--- Task instructions ---
Quote the text of the items below word for word, from the very start of the items through the line containing "Query: pink sandal", including that line. Leave the pictures out of your answer.

--- Records to use ---
※ ※ ※

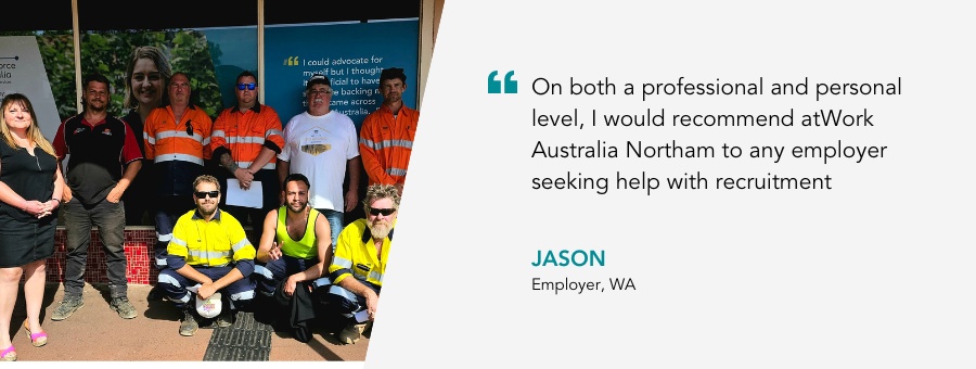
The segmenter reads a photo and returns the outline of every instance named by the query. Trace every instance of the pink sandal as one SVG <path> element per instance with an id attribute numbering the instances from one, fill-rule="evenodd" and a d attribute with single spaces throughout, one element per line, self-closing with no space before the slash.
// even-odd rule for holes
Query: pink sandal
<path id="1" fill-rule="evenodd" d="M 30 339 L 30 344 L 35 347 L 40 347 L 48 344 L 48 333 L 30 333 L 30 328 L 27 328 L 26 320 L 24 320 L 24 331 L 27 332 L 27 336 Z"/>
<path id="2" fill-rule="evenodd" d="M 17 360 L 17 351 L 13 348 L 13 345 L 7 347 L 3 351 L 3 354 L 0 354 L 0 361 L 16 361 Z"/>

※ ※ ※

--- Finished task ---
The segmenter reads a photo and returns the outline of every instance named by the query. Trace every instance of the pink sandal as one SVG <path> element per instance with an id attribute numbering the instances from one, fill-rule="evenodd" and a d attribute with single spaces throughout, one element per line, self-closing with no space before the slash.
// even-odd rule for holes
Query: pink sandal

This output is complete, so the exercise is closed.